══ Records provided

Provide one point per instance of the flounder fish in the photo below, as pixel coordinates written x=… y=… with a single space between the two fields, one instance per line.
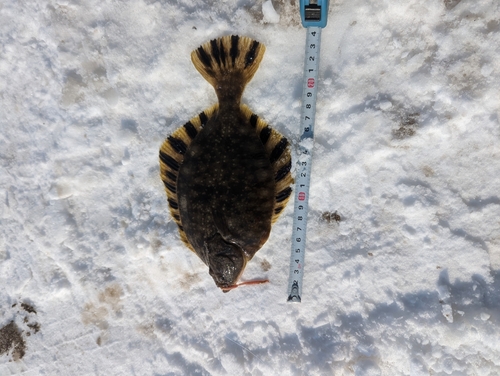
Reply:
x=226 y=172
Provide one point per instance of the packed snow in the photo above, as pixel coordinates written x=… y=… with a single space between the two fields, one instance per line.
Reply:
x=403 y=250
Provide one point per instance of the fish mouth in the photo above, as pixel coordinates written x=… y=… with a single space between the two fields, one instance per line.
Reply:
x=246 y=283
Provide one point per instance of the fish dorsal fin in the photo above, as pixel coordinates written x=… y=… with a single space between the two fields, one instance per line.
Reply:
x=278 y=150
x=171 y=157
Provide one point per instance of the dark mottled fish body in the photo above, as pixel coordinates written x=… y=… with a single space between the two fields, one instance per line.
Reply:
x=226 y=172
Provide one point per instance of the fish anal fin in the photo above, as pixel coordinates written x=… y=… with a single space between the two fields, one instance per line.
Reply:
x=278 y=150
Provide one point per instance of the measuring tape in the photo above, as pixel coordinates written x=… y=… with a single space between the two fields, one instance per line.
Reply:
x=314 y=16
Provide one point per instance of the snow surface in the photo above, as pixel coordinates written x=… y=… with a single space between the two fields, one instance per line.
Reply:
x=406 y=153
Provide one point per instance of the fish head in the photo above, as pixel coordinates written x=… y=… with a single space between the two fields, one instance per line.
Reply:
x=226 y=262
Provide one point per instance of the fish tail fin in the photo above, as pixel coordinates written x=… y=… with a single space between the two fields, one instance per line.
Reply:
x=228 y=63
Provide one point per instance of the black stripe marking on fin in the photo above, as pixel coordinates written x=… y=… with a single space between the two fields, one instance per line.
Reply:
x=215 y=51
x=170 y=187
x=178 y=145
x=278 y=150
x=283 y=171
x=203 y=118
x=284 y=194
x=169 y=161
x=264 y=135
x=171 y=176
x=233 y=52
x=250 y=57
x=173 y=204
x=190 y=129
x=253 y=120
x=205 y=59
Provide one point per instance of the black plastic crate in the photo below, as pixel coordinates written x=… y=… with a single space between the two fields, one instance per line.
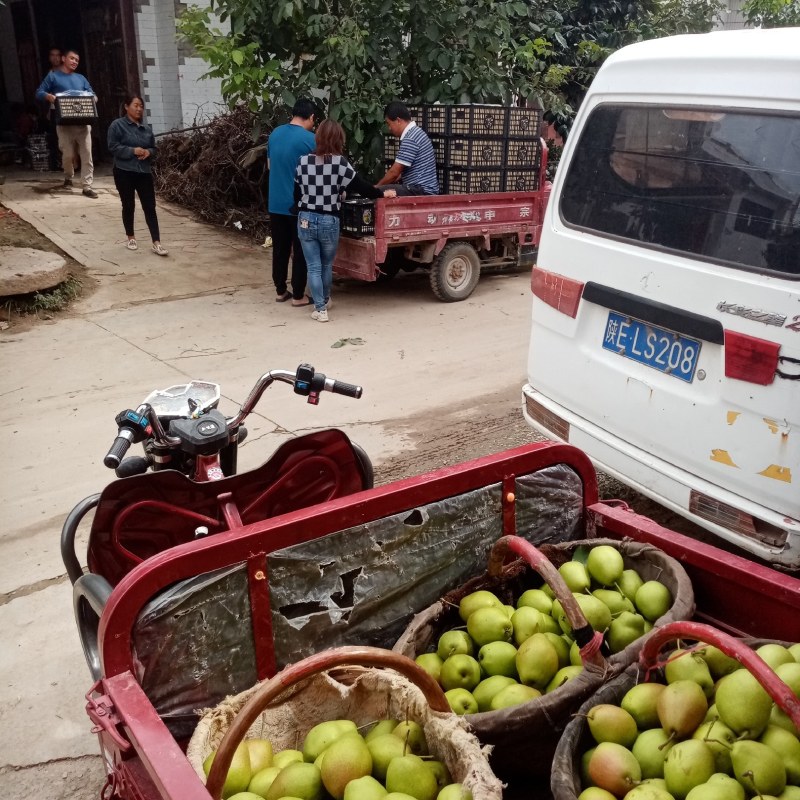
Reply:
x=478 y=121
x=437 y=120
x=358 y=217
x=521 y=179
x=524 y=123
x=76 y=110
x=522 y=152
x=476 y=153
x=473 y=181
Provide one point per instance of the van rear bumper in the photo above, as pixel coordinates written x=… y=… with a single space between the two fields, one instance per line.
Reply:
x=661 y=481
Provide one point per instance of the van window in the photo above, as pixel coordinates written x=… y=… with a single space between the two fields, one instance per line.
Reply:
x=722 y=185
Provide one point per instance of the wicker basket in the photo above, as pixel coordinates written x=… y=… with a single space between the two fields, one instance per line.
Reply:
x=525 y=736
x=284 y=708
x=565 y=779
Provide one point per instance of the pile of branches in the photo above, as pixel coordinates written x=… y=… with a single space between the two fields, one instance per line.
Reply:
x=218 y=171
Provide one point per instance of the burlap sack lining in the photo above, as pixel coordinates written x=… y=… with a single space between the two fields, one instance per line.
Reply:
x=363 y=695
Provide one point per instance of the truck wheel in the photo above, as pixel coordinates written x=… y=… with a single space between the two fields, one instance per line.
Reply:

════

Reproduce every line of the records above without any changes, omitting the pictures.

Provide one point per instance of the flounder fish in the photo below, as pixel coordinates written x=… y=… with a single space between the two fields, one instance per line.
Reply:
x=226 y=172
Provide one point per instance of the packed snow in the photo above, as pixel coordinates written x=… y=… with a single space between the two fields, one instance per line.
Reply:
x=403 y=250
Provide one point per instance of the fish mouth in the photo above, as pixel coordinates written x=… y=… with a single space between the two fields, one instance per line.
Reply:
x=246 y=283
Provide one point per instance of the fish dorsal fin in the photo above, as pixel coordinates written x=… y=… with a single space between the two fields, one instance per line.
Reply:
x=278 y=150
x=171 y=157
Provide one point per instance of the dark mottled fish body in the photo above, as pixel coordinates written x=… y=… with a single space between the two fields, one instance per line.
Reply:
x=226 y=172
Provide one point per instance of the fish anal fin in the photo above, as pixel coordinates written x=… y=… with a single space between the two fields, one instance per line.
Reply:
x=278 y=150
Provide one point per instance of the measuring tape in the photo above, as pixel coordinates written x=… y=… with a single space between the two fields, one instance per line.
Reply:
x=314 y=16
Provide one point per instance of the snow surface in the photo above, as pixel coordinates written x=… y=… with a single space between the two fields, one instance per line.
Reply:
x=406 y=153
Provide one point per instance of the fish head in the photo above, as pixel coordinates written x=… y=… with a single space between the two fields, one instance per line.
Reply:
x=226 y=262
Provide one point per instance of the fish tail fin in the photo above, as pixel coordinates written x=… y=… with a single space between the two fields, one instance per line.
Reply:
x=228 y=63
Provide one point per instance of the black stripe marking on fin in the photo above, as pixel coordinates written x=… y=… with a single space between the two fields, one instance per line.
Reply:
x=215 y=51
x=170 y=187
x=178 y=145
x=278 y=150
x=283 y=171
x=203 y=118
x=284 y=194
x=169 y=161
x=264 y=135
x=171 y=176
x=233 y=52
x=250 y=57
x=173 y=204
x=190 y=129
x=253 y=120
x=205 y=59
Provide one point per instance of the black plastic crate in the photo below, as pixel coordinates written x=… y=… with a single space between the two fields, one instance per line.
Reply:
x=478 y=121
x=437 y=120
x=358 y=217
x=521 y=179
x=524 y=123
x=76 y=110
x=522 y=152
x=476 y=153
x=473 y=181
Provide one point per instance of the van rear bumper in the photo above, as pixel coordinates written x=… y=… with a single space between the two fields, one instance per line.
Reply:
x=661 y=481
Provide one point per instance of the van window in the photo above, as pixel coordinates written x=… y=… with a single space between the two fields, one instance per line.
Reply:
x=722 y=185
Provide one point per instance of the wicker basket in the photo above, as pixel coordinates written x=… y=… with a single space between the two fields, one instance per line.
Reply:
x=525 y=736
x=284 y=708
x=565 y=779
Provide one point per instance of the pile of branches in the photo above, as pixel coordinates written x=… y=… with a single space between the two fields, one instance per line.
Reply:
x=218 y=171
Provide one point per instance of the burlap sack lining in the photo above, as pixel coordinates written x=… y=… with a single space between the two fields, one instance per line.
Reply:
x=363 y=695
Provide one point per instance of the truck wheel in the photo above, as pixel coordinates written x=… y=… with a single space between the two fields, one instance per line.
Reply:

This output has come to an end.